--- START TEXT SEGMENT ---

Words have weight and this past week they have felt very heavy with meaning and sorrow. They weigh down the heart, sometimes as an anchor, sometimes as an ache.
Words can be both a release and a trap as the dialogue winds its way across the nation and the world between the poles of good and evil. Words can be strong. They can be cast as weakness by those intent on denying their meaning.
The sheer enormity of the deaths of 50 people by the hand of one is hard to get the head around.
The scale of this event stretches the mind to try and encompass the almost surreal sense of dismay. I find the more I contemplate the why's and what if's, the more they expand to fill the space with sadness.
To find balance, it seems important to hang onto the wise words. These provide a shield against the way words have become weapons to be used to incite xenophobia and bigotry.
Words can cast stereotypes, create labels to stick on those deemed to be "other". Declaring some people to be "other", with words that suggest "they" are not like us - creates a dangerous illusion that the "other" can therefore be treated cruelly because to be "other" means they do not belong.
There are also words than can help us understand how people can do evil things. Read Professor Philip Zimbardo's book called The Lucifer Effect. He writes of research and studies that illustrate the dynamic that enables some to act with extreme cruelty to their fellow human beings.
More importantly, the final chapters provide guidance on how to identify the signs that can alert society to such dangers and ways that we can, collectively and individually, act to disarm the consequences.
In this age of social media this task has become both easier and harder. People can readily condemn or condone with their use of words. The troll turns words against the writer, the social justice warrior can cast light upon words that provoke bigotry and challenge.

--- END TEXT SEGMENT ---
--- START DATASET ENTRIES ---

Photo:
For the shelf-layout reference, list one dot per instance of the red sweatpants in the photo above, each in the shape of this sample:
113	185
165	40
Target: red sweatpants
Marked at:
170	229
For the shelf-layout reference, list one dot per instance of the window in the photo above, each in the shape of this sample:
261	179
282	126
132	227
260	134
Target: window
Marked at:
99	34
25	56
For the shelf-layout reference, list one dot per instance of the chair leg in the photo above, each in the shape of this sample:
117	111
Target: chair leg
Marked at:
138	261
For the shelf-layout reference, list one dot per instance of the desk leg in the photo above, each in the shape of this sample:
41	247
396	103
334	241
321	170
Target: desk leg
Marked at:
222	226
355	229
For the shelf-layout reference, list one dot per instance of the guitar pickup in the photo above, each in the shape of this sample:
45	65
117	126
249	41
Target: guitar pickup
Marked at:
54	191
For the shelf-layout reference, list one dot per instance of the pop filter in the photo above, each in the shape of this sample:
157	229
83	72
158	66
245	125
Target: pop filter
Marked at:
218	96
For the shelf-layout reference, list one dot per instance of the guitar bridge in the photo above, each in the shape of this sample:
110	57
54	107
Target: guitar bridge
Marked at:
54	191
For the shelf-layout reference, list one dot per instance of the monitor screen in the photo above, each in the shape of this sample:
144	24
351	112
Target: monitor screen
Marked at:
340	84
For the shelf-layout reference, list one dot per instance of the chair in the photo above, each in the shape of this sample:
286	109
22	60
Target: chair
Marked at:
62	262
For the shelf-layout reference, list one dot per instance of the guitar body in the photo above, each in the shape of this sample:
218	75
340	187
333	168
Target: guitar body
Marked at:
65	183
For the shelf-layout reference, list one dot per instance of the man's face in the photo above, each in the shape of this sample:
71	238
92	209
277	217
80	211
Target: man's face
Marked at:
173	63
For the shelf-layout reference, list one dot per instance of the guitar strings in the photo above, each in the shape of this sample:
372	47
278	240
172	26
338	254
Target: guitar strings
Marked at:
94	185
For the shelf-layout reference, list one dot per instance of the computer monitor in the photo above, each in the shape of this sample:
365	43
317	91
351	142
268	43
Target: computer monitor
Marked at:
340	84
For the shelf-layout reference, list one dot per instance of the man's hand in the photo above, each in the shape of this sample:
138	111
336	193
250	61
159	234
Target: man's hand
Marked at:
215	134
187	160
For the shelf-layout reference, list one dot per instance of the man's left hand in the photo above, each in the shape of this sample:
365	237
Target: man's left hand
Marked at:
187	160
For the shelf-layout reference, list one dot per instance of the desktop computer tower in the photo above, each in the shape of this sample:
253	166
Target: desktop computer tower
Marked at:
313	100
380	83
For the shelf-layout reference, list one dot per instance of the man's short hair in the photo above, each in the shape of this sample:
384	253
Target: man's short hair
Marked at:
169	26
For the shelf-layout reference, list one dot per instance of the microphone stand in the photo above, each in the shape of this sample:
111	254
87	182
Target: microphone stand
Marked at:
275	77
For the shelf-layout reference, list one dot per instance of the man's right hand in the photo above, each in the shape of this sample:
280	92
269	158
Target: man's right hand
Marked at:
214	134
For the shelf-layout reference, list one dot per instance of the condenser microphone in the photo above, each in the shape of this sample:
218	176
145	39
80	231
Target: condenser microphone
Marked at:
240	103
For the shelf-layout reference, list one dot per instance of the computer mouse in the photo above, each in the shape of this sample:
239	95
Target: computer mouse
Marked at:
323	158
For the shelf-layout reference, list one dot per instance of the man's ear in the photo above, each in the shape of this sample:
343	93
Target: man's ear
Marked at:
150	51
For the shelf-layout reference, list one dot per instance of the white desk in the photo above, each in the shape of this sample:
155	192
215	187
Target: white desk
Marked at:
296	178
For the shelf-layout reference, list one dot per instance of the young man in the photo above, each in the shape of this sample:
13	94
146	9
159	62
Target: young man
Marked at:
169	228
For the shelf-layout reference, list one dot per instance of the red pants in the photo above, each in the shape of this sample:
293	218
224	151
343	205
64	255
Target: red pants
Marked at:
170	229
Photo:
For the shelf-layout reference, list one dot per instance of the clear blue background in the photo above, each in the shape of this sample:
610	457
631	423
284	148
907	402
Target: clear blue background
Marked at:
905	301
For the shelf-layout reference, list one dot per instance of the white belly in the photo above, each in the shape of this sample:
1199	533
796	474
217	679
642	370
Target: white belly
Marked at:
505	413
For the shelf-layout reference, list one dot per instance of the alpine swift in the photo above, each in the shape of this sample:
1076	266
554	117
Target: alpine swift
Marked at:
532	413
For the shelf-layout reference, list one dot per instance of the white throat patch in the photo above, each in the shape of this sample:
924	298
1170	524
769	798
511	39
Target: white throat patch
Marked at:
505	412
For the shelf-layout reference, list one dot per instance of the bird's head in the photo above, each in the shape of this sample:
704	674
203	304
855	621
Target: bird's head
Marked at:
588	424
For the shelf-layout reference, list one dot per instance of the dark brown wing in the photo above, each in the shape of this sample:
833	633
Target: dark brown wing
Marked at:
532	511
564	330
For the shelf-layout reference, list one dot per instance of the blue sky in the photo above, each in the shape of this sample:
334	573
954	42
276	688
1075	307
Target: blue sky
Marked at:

--- END DATASET ENTRIES ---

=== GOAL ===
In the piece on the weight of words, what do the final chapters of The Lucifer Effect provide?

=== COMPLETE OUTPUT ===
They provide guidance on how to identify the signs that can alert society to such dangers, and ways that we can, collectively and individually, act to disarm the consequences.